- [STATED PROBLEM]
Please copy every line of the listing below without changing anything.

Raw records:
========================================================================
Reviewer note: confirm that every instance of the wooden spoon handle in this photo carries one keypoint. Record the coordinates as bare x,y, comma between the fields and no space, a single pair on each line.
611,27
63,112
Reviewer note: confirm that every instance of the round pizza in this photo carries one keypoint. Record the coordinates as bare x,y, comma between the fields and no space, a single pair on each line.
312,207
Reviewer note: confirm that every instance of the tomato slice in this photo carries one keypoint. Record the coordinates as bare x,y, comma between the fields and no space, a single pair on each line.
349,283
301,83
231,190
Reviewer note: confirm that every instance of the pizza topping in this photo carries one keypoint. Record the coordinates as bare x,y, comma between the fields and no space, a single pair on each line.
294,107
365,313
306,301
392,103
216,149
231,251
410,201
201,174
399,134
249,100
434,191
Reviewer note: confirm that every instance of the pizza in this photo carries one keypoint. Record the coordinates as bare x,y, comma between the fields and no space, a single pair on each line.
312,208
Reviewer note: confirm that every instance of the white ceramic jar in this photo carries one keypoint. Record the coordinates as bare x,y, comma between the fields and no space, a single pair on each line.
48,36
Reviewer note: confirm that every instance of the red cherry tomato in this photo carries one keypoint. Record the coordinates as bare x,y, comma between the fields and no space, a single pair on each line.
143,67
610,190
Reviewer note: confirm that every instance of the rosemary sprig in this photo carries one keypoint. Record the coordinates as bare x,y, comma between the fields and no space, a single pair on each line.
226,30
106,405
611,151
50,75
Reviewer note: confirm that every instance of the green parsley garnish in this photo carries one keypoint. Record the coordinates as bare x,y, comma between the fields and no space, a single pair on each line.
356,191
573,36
========================================================================
- [FINISHED TASK]
Reviewer note: confirm that every instance of the wooden spoon handle in this photo carries one keypoint. Record the coordinates as bare x,y, comma between the fields and no space, a single pair on each line.
611,27
63,112
Reviewer note: confirm that every instance of the round pizza in this photo carries one keypoint. Record the coordinates as bare x,y, comma between the fields and no space, a single pair on each line.
312,207
Reviewer note: confirm that every instance of the tomato slice in this photo carries one keypoint. Record the coordinates as bare x,y, comma between the fields and no space, a single pair on each line.
349,283
301,83
231,190
Reviewer note: confirm that every instance of the pizza topping in this photo carries one keypoint. Record the coordinates as bare x,y, comma between the fields and no space, a single pair on each line.
294,107
365,313
306,301
392,103
216,149
231,251
410,201
201,174
399,134
249,100
434,191
Reviewer note: confirm that every instance of the pizza in this photo carries one keypoint. Record the coordinates as bare x,y, comma between the fields and no space, a single pair on each line.
312,208
Reviewer note: confirm that every instance of the white ceramic jar in this photo carries one keypoint. Record the coordinates as bare x,y, comma between the fields and no space, a single pair on each line.
48,36
Reviewer note: confirm that every instance of the red cherry tomato in this photo carries one keypoint. Record the coordinates as bare x,y, comma between the fields and no space, a single pair on each line.
143,67
610,190
Reviewer note: confirm that every instance of the rosemary sprig in this photo carries one keypoint. Record the coordinates as bare x,y, comma between the fields and no space, a single pair on each line.
226,30
106,405
611,151
50,75
Reviewer note: confirm that every instance of the green parsley garnish in this photo carries one keypoint. Record the coordinates as bare x,y, comma between the fields and no space, a single pair on each line.
356,191
573,36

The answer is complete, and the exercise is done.